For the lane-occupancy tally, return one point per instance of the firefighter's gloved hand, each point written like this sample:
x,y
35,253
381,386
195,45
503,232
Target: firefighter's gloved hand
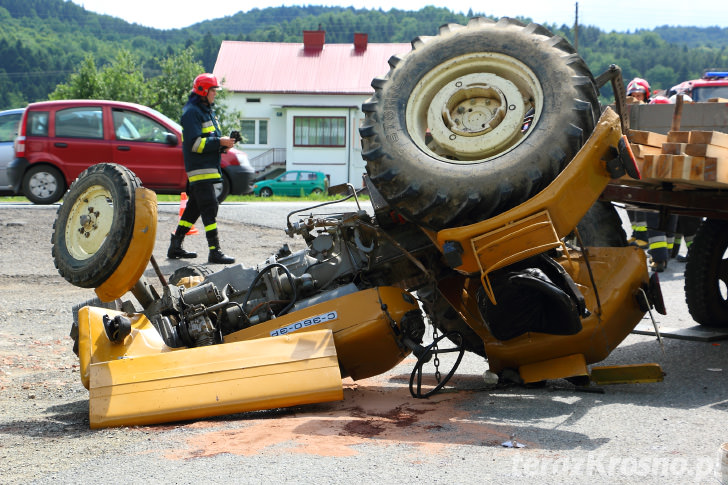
x,y
559,312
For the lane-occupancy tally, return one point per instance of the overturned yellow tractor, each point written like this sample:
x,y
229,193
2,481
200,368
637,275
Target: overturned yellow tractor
x,y
473,231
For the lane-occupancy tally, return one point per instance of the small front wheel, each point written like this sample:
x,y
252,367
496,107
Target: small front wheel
x,y
426,354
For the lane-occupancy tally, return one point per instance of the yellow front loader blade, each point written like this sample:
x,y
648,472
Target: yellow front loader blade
x,y
174,385
626,374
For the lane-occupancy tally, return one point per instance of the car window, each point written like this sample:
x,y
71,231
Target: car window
x,y
9,127
82,122
289,177
37,123
129,125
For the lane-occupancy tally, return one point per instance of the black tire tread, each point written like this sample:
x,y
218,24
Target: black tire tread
x,y
705,268
93,272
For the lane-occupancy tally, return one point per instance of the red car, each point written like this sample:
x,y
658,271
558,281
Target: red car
x,y
57,140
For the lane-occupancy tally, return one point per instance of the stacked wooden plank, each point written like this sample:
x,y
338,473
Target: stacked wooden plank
x,y
694,158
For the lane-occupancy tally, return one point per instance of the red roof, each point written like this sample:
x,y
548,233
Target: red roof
x,y
277,67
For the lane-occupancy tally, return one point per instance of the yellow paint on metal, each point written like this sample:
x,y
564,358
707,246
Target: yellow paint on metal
x,y
209,381
141,380
365,340
618,272
567,366
627,374
140,248
94,346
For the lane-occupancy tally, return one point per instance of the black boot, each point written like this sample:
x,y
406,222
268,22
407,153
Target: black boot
x,y
218,257
175,250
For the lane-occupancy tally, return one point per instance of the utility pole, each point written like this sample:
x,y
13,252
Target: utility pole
x,y
576,28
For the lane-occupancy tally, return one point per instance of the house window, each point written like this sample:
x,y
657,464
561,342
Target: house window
x,y
319,132
254,132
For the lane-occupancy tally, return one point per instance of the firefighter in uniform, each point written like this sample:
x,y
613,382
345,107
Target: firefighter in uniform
x,y
202,143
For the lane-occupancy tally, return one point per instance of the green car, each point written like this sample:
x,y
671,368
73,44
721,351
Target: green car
x,y
294,183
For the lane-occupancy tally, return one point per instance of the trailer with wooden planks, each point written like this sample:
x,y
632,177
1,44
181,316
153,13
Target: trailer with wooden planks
x,y
682,153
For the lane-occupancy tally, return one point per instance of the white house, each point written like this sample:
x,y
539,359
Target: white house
x,y
301,102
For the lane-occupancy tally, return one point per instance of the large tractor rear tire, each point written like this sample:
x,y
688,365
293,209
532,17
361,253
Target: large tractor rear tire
x,y
476,120
95,224
706,275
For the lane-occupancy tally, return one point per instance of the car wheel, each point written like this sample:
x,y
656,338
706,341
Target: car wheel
x,y
476,120
222,190
187,271
95,224
43,184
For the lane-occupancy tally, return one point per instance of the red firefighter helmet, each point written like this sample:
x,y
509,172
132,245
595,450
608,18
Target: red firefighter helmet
x,y
203,83
638,85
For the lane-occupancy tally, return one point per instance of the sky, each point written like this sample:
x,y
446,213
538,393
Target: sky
x,y
608,15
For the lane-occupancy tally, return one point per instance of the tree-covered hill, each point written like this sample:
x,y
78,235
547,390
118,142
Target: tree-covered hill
x,y
43,42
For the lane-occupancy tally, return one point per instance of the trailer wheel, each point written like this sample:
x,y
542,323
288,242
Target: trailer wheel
x,y
476,120
94,225
706,275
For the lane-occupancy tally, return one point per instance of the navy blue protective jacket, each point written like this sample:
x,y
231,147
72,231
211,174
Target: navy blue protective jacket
x,y
200,140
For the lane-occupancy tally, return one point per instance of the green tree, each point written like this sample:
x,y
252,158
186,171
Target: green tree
x,y
83,83
171,88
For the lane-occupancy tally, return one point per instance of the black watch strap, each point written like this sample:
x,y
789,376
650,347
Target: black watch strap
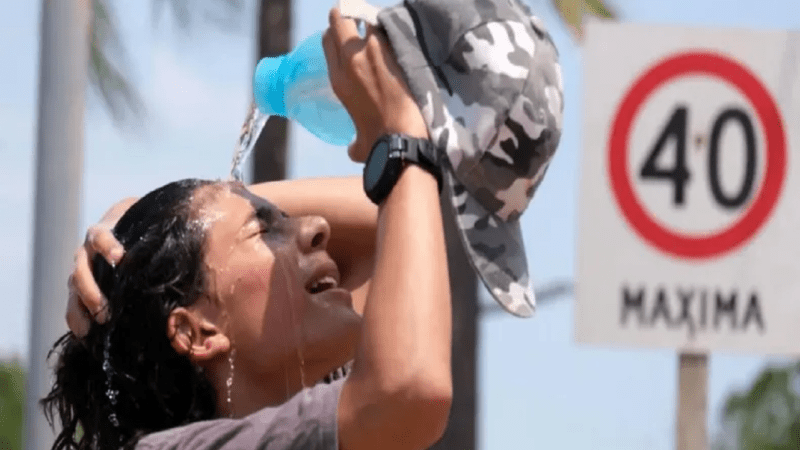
x,y
389,156
422,153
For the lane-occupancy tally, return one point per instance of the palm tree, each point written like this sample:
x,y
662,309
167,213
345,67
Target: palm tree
x,y
767,415
123,101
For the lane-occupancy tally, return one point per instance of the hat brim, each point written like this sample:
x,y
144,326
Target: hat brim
x,y
495,248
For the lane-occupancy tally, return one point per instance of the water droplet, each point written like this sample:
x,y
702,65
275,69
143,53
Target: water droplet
x,y
248,136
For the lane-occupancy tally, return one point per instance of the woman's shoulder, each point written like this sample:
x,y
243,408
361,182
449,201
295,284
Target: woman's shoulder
x,y
306,421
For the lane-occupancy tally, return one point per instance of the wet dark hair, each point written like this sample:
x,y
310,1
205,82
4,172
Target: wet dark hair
x,y
146,385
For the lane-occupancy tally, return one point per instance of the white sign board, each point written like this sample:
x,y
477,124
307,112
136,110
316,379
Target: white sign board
x,y
689,233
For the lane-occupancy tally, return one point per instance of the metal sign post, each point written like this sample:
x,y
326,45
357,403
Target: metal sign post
x,y
59,174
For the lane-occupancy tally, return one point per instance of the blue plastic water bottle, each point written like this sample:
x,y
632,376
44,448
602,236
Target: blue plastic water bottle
x,y
296,86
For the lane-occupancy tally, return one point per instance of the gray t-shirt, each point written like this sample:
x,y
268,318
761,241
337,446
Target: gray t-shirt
x,y
307,421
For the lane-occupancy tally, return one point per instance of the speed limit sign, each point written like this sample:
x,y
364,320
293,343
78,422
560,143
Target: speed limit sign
x,y
688,230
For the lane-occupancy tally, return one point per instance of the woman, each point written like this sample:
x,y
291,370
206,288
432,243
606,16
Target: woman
x,y
225,310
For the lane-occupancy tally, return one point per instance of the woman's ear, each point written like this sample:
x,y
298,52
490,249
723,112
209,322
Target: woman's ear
x,y
193,335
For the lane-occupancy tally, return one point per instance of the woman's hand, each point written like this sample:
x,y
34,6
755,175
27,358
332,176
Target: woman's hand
x,y
86,301
370,84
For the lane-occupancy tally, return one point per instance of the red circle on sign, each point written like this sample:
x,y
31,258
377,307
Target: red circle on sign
x,y
726,240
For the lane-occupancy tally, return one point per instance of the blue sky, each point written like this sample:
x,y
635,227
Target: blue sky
x,y
537,388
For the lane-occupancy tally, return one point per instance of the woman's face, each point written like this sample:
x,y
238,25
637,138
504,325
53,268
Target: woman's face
x,y
276,287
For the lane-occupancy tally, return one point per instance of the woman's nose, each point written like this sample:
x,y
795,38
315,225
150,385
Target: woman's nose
x,y
313,234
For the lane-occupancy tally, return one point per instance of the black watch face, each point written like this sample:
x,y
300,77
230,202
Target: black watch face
x,y
376,164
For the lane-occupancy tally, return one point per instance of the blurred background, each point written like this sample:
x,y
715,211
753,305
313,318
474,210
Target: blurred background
x,y
170,84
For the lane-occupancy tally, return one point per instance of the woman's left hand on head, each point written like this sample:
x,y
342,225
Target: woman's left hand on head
x,y
368,81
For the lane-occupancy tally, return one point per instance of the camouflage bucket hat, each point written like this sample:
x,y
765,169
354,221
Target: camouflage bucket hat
x,y
486,76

### [Stated exercise]
Repeat all of the records verbatim, leaving out the pictures.

### [Reply to the task]
For the lane-occupancy tally, return one point per instance of the firefighter's gloved hand, each point written like this sample:
x,y
35,253
381,386
195,45
503,232
Target: firefighter's gloved hand
x,y
559,312
For the lane-occupancy tally, return one point per instance of the overturned yellow tractor, each point written like this sample:
x,y
229,193
2,481
200,368
637,275
Target: overturned yellow tractor
x,y
473,231
For the lane-occupancy tally, return one point per instance of the small front wheel, each point written like this sample:
x,y
252,367
496,107
Target: small front wheel
x,y
426,354
For the lane-occupancy tally, return one point per instance of the yellow front loader blade, each point written like this sample:
x,y
648,472
Target: yellow front loader blade
x,y
174,385
626,374
For the lane-occupancy tally, return one point per instance of the car window, each point written like this sample:
x,y
71,231
Target: car window
x,y
9,127
82,122
289,177
37,123
129,125
For the lane-occupancy tally, return one point per instance of the black tire tread, each point written like this sample:
x,y
218,24
Target: black tire tread
x,y
705,268
93,272
For the lane-occupancy tally, return one point per instance of the red car, each point written like this sample:
x,y
658,271
558,281
Target: red car
x,y
57,140
For the lane-occupancy tally, return one point per instance of the stacked wooden plank, each point written like this sample:
x,y
338,473
Target: stacked wooden plank
x,y
694,158
For the lane-occupancy tally, return one point per instance of the red roof, each point written like this sample:
x,y
548,233
Target: red roof
x,y
277,67
For the lane-occupancy tally, return one point per instance of the yellow paint on metal, each point written like this sample:
x,y
564,358
707,246
Target: yellow paint on metal
x,y
209,381
141,380
365,340
618,272
567,366
627,374
140,248
94,346
For the lane-occupancy tally, return one point per instance of the black boot, each point written like this sample:
x,y
406,222
268,22
407,153
Target: black boot
x,y
218,257
175,250
For the lane-occupancy tally, return one point per instance of the utility pole, each point written like this sample:
x,y
13,252
Target: utility pole
x,y
576,28
For the lane-occupancy tally, return one point per instance of the house window, each point written like this sample:
x,y
657,464
561,342
Target: house window
x,y
319,132
254,132
For the lane-occupancy tally, return one point per instance of the firefighter in uniform, each point written like this sample:
x,y
613,382
345,107
Target: firefighter in uniform
x,y
202,143
For the lane-occupancy tally, return one point per instance of the green car, each point written like this sample:
x,y
671,368
73,44
721,351
Target: green car
x,y
294,183
For the lane-occupancy tally, return one point per instance of the trailer with wooden planks, each point written like this sample:
x,y
632,177
1,44
181,316
153,13
Target: trailer with wooden planks
x,y
682,153
For the lane-occupancy tally, return one point per instance of the white house, each point written like this sample:
x,y
539,359
Target: white house
x,y
301,102
For the lane-occupancy tally, return one point per instance of the large tractor rear tire, each point written like this sample:
x,y
688,365
293,209
532,17
361,253
Target: large tractor rear tire
x,y
476,120
95,224
706,275
For the lane-occupancy tally, return one point per instance of the car wheel, each point written like this sample:
x,y
656,338
706,341
Target: car wheel
x,y
476,120
222,190
187,271
95,224
43,184
For the lane-occupancy tally, return one point per instance of the red firefighter helmet, each point written like this sample:
x,y
509,172
132,245
595,450
608,18
Target: red firefighter helmet
x,y
203,83
638,85
For the lane-occupancy tally, return one point per instance of the sky, each point written like this sample:
x,y
446,213
538,393
Target: sky
x,y
608,15
For the lane-occupancy tally, return one point per instance of the tree-covered hill, each point written like this sample:
x,y
78,235
547,390
118,142
Target: tree-covered hill
x,y
43,42
For the lane-occupancy tally, return one point per instance of the trailer wheel, each point written like this sample:
x,y
542,323
288,242
Target: trailer wheel
x,y
476,120
94,225
706,275
For the lane-occupancy tally, return one point per instance of the navy blue protective jacket, each point written like this sample:
x,y
231,147
72,231
211,174
Target: navy blue protective jacket
x,y
200,140
For the lane-occupancy tally, return one point per instance of the green tree, each point written like this sample:
x,y
252,158
186,171
Target: green tree
x,y
83,83
171,88
For the lane-occupancy tally, return one point per instance of the black watch strap, each point written like this sample:
x,y
789,376
650,347
Target: black watch strap
x,y
389,156
422,153
For the lane-occupancy tally, return one point per instance of the palm tree, each point written like this sample:
x,y
662,309
167,213
345,67
Target: palm tree
x,y
767,415
123,101
For the lane-occupancy tally, return one point per instance of the hat brim, each point written like this sample:
x,y
144,326
Target: hat brim
x,y
495,248
For the lane-occupancy tally, return one point per instance of the water droplet, each point written like this sample:
x,y
702,65
275,69
143,53
Target: water droplet
x,y
248,136
For the lane-occupancy tally, return one point per instance of the woman's shoulder, each point written like this sample:
x,y
243,408
361,182
449,201
295,284
Target: woman's shoulder
x,y
306,421
For the lane-occupancy tally, return one point per instance of the wet dark hair, each point written like this sample:
x,y
310,1
205,82
4,172
Target: wet dark hair
x,y
146,385
For the lane-occupancy tally, return one point per instance of the white sign board, each point written like this sample:
x,y
477,124
307,112
136,110
316,379
Target: white sign board
x,y
689,233
For the lane-occupancy tally, return one point per instance of the metal sign post, each point written like this sample:
x,y
326,45
357,403
Target: metal sign post
x,y
59,174
For the lane-occupancy tally, return one point per instance of the blue plastic water bottle, each point written like this sample:
x,y
632,376
44,448
602,236
Target: blue plastic water bottle
x,y
296,86
For the lane-occupancy tally, return one point per instance of the gray t-shirt, each point written like this sample:
x,y
268,318
761,241
337,446
Target: gray t-shirt
x,y
307,421
For the lane-occupancy tally, return one point per instance of the speed limit sign, each point written like this sample:
x,y
364,320
293,343
78,422
560,143
Target: speed limit sign
x,y
688,230
For the lane-occupancy tally, return one point per instance of the woman, each point written like this sample:
x,y
291,370
206,288
432,243
606,16
Target: woman
x,y
225,310
For the lane-occupancy tally, return one point per instance of the woman's ear, each point written like this sample:
x,y
298,52
490,249
723,112
209,322
Target: woman's ear
x,y
193,335
For the lane-occupancy tally, return one point per instance of the woman's hand, each point written like this sample:
x,y
34,6
755,175
27,358
332,176
Target: woman's hand
x,y
86,301
370,84
For the lane-occupancy tally, return one point per instance of the red circle on sign, each point written like this sample:
x,y
31,258
377,307
Target: red circle on sign
x,y
726,240
For the lane-occupancy tally, return one point per instance of the blue sky, each point written like this sample:
x,y
635,227
Target: blue sky
x,y
537,388
For the lane-occupancy tally, return one point per instance of the woman's face, each point written like this sample:
x,y
238,25
637,138
504,325
53,268
Target: woman's face
x,y
276,287
For the lane-occupancy tally, return one point per instance of the woman's nose, each point written like this sample:
x,y
795,38
315,225
150,385
Target: woman's nose
x,y
313,234
For the lane-occupancy tally, return one point per instance of the black watch face, each point written like this sample:
x,y
300,77
230,202
Target: black watch face
x,y
376,164
For the lane-occupancy tally, return one point per instance of the blurred background, each point written like this sample:
x,y
715,211
753,305
313,318
474,210
Target: blurred background
x,y
170,84
For the lane-occupancy tally, return one point per instance of the woman's left hand on head, each point written like this sample:
x,y
342,225
Target: woman's left hand on head
x,y
368,81
For the lane-occupancy tally, return one point per instance of the camouflage bucket hat, each point written like this sample:
x,y
765,169
354,221
Target: camouflage bucket hat
x,y
486,76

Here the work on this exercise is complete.